== Data section

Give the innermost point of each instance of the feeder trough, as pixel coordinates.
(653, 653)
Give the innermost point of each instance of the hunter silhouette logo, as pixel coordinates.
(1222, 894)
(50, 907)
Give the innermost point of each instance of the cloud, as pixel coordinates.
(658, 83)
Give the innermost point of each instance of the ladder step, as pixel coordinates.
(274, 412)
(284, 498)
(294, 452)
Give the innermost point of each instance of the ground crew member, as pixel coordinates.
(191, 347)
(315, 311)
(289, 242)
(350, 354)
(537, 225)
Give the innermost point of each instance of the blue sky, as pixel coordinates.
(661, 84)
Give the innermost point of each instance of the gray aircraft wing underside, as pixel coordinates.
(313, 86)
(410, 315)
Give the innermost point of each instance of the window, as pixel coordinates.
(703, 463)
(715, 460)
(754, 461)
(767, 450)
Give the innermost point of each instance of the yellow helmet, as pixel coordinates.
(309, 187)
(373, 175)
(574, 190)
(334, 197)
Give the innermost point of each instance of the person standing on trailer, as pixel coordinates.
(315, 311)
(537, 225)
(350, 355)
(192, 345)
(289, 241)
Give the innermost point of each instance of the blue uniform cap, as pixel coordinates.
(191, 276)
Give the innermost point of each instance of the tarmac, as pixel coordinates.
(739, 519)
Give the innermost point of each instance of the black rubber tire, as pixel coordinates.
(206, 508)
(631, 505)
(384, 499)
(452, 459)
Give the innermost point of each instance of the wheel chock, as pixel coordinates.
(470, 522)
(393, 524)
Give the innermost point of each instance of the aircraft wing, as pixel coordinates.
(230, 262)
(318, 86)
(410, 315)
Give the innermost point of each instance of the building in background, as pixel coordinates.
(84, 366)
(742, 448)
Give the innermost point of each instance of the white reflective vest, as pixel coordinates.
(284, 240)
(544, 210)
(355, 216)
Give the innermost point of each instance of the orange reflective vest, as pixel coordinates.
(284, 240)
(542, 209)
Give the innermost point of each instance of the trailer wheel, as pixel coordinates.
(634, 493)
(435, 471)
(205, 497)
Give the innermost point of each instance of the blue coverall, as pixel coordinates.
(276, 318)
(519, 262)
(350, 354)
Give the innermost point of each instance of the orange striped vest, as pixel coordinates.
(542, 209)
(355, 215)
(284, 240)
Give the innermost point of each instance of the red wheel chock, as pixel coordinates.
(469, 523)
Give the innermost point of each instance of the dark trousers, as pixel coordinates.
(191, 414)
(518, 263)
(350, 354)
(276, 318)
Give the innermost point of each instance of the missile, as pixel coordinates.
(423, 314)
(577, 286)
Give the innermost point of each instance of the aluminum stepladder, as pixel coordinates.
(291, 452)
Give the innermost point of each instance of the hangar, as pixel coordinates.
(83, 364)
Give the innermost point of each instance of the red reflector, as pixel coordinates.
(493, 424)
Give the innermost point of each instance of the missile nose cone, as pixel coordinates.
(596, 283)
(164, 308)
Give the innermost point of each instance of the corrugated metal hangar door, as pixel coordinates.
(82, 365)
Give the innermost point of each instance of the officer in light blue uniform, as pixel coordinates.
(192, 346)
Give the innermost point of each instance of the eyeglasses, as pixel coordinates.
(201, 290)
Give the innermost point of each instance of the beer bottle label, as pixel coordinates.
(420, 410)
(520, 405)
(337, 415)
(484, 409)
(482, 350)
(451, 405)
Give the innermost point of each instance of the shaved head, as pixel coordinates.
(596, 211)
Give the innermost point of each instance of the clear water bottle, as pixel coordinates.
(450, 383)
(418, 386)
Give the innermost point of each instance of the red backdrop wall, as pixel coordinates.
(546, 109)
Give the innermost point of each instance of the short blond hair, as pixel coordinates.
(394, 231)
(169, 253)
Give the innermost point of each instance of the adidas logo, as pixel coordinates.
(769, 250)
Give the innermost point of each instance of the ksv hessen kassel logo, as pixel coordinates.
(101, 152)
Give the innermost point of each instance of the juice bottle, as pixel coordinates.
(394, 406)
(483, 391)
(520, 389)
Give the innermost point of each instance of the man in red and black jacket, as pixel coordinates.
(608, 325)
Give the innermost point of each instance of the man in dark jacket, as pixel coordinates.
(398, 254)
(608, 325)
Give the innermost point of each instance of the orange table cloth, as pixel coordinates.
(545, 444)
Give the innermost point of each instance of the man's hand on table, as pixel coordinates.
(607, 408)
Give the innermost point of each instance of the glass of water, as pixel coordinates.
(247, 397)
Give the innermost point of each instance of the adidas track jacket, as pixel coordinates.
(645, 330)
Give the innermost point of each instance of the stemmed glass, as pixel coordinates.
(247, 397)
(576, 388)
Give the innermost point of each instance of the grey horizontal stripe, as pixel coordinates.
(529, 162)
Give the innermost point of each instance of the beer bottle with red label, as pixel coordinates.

====

* [Prompt]: Convert the records into a JSON list of strings, beginning at the line that contains "Give the innermost point of each instance of the adidas track" and stopping after the last line of the records. Use one string per line and leave out blank lines.

* [Exercise solution]:
[
  "Give the innermost point of each instance of the adidas track jacket, as pixel coordinates.",
  "(645, 330)",
  "Give the innermost point of each instance of the stemmed glass, as pixel coordinates.",
  "(247, 397)",
  "(576, 388)",
  "Give the innermost point of each instance of the grey horizontal stripe, as pixel coordinates.",
  "(529, 162)",
  "Give the innermost point of each instance of the beer bottle with red label, as pixel coordinates."
]